_Provided passage_
++++
Before the campaign, Phull was significantly involved in developing the Russian strategy, overseeing the fortification of the Drissa camp months in advance. At the start of the invasion, he served in the immediate entourage of Tsar Alexander, but his Drissa plan was rejected at a war council.

After Napoleon took Moscow on 14 September 1812, Phull was denounced by many Russian officers. He had to flee through Sweden to Britain. Allegedly, the Tsar hid his confidant in his cabinet for eight days before his flight. But the merits of his advice were later recognized. In a letter to Phull on 12 December 1813, Tsar Alexander wrote "C'est vous qui avez conçu le plan qui, avec l'aide de la providence, a eu pour suite le salut de la Russie et celui de l'Europe." ("It is you who conceived the plan which, with the help of Providence, had as a result the salvation of Russia and that of Europe").

In 1813, Phull advised Prince Frederik of the Netherlands in The Hague. After the fall of Paris in 1814, Phull was named Russian ambassador in The Hague and Brussels. His witty third wife, Sabine Henriette von Wedel, headed a popular household in Brussels. After Sabine became emotionally unstable, Phull retired to Stuttgart in 1821, where he died five years later.

Phull was buried at the Hoppenlaufriedhof in Stuttgart. His tombstone is in the form of a tumba with a large gravestone, inscribed in Russian and German. The German text reads: "Not to ourselves, but to the universe we belong! Here lies buried Carl Ludwig August Freiherr von Phull, Imperial Russian Lieutenant General, Grand Cross of the Russian Order of Saint Alexander Nevsky, Order of Saint Vladimir First Class, Order of Saint Anna First Class, Grand Cross of the Dutch Order of the Netherlands Lion, Knight of the Prussian Pour le Mérite, born on 6 November 1757, died on 25 April 1826."
++++
_Information_
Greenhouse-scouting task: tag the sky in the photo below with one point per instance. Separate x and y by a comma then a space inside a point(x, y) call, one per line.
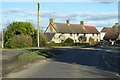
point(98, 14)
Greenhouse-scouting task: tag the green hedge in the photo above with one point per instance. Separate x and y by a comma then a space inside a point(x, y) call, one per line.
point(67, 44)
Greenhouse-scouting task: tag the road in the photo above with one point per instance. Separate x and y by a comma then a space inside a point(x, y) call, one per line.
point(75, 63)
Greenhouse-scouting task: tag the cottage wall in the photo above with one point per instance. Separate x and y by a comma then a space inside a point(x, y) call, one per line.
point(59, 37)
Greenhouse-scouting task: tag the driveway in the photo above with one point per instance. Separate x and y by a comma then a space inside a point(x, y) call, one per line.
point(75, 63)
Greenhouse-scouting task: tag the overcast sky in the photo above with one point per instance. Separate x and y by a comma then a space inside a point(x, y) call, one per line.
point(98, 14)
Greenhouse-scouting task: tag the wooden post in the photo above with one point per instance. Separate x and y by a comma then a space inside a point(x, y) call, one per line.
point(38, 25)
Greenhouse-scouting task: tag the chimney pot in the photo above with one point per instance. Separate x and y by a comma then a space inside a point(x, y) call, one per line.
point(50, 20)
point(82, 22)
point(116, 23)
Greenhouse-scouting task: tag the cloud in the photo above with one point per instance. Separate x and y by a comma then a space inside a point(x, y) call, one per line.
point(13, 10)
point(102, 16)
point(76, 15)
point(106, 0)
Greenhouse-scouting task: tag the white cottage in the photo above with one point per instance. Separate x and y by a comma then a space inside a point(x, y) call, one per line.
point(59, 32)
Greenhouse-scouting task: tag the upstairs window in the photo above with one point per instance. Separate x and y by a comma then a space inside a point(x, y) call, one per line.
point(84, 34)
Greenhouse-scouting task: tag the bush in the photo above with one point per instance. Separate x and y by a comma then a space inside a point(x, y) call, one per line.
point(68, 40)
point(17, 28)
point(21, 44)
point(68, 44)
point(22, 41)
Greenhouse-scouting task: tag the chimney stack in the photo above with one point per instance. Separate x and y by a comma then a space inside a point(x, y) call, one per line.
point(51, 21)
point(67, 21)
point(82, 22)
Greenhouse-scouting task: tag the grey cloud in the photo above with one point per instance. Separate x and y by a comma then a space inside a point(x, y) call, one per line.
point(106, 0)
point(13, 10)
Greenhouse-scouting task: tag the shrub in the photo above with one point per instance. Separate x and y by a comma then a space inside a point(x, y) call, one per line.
++++
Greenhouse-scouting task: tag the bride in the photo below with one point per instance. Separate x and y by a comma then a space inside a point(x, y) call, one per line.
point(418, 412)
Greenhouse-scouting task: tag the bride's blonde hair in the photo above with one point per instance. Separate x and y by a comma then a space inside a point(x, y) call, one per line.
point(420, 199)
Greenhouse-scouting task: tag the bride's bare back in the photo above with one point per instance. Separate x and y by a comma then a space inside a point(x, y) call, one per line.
++++
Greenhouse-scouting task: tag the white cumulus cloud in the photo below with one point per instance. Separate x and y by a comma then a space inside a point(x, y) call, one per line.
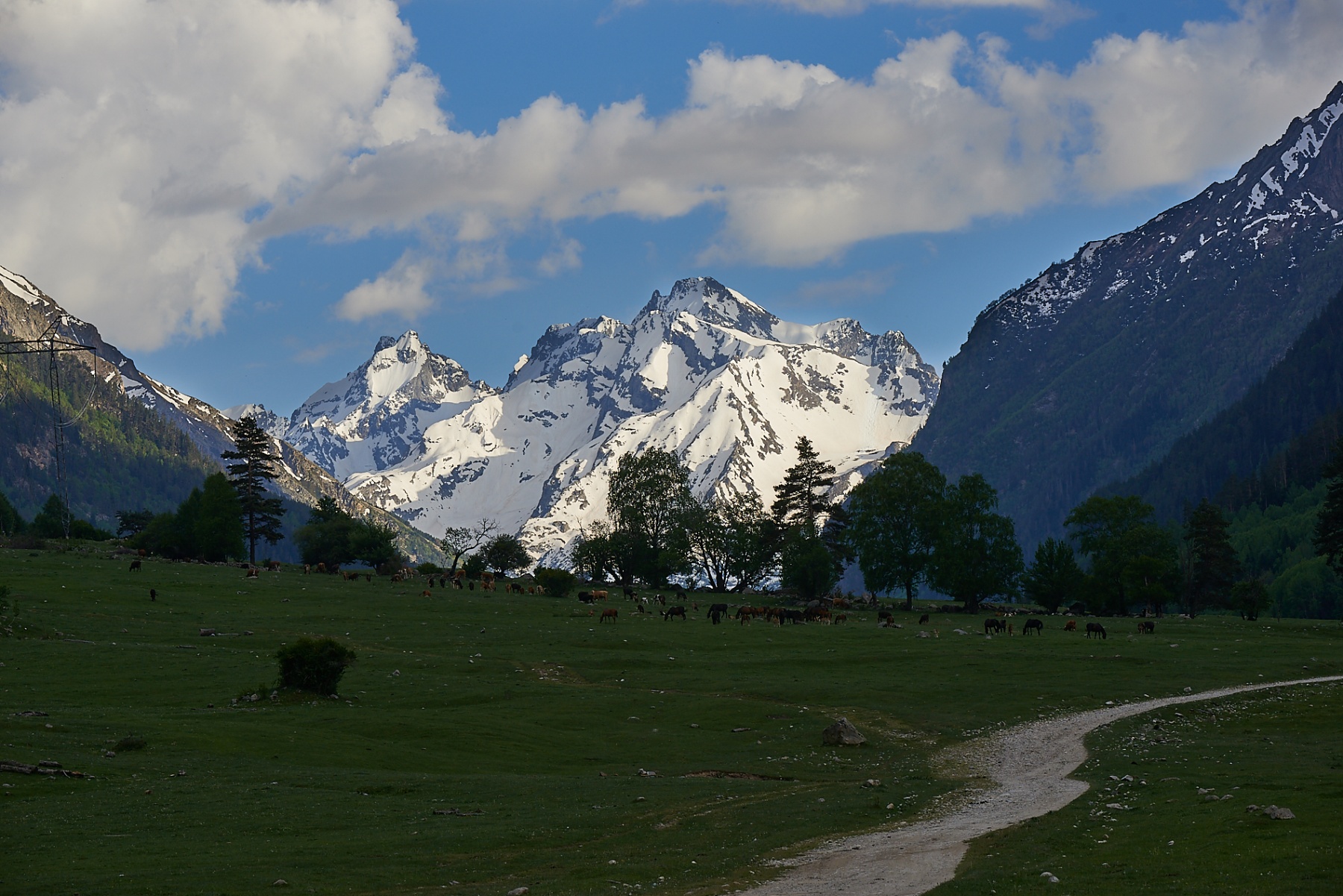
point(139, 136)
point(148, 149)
++++
_What the task requires_
Go on with the account of Phull's life and career, starting after its final sentence. The three blocks of items that come after the passage on Phull are independent material with no connection to it.

_Task answer_
==Legacy==

The debate over Phull's significance for the Russian defensive strategy during Napoleon's invasion of Russia in 1812 is extensively reflected in Leo Tolstoy's novel War and Peace, in which the general is known as Pfuel. It is disputed how involved Phull was in the Russian decision to adopt a scorched earth policy, as several military figures, including Bernadotte, claimed to have recommended the retreat strategy to the Tsar. This dispute is put into perspective by the fact that, since the successful guerrilla tactics of the insurgents in the Spanish War of Independence starting in 1808, this defensive strategy was well-known to every interested officer in Europe through military journals. According to Clausewitz, who was in Phull's entourage at the start of the Russian campaign, Phull only initiated the retreat as far as Drissa, where he intended to engage Napoleon in battle. His plan unintentionally contributed to the Russian retreat as far as Moscow, as generals like Barclay de Tolly had pushed for a battle already at the border. Clausewitz explicitly rejects attributing the entire retreat strategy to Phull. Instead, it was a chain of coincidences and spontaneous decisions, with Phull's retreat to Drissa likely being the most significant. In a note dedicated to the 1812 events, Phull attempted to justify his plan, attributing its failure to the ineffective actions of Russian generals.

In Stuttgart, his hometown, a street named "Phullstraße" commemorates him, reflecting his regional significance despite his controversial military career.

==Family==

Phull's first marriage was in Potsdam on 2 May 1790 to Henriette Luise Charlotte von Beguelin (1763–1810), but they divorced in 1800. They had one daughter, Emilie Hernriette (1792–1864). Phull remarried on 18 September 1801 to Charlotte Poths (1766–1808), but this second marriage ended in 1803. Phull and Poths had one son, Eugen (1801–1857). Phull married for a third time in Berlin on 4 October 1810 to Sabine Henriette von Wedel (ca. 1773–1840), but this marriage also ended in separation.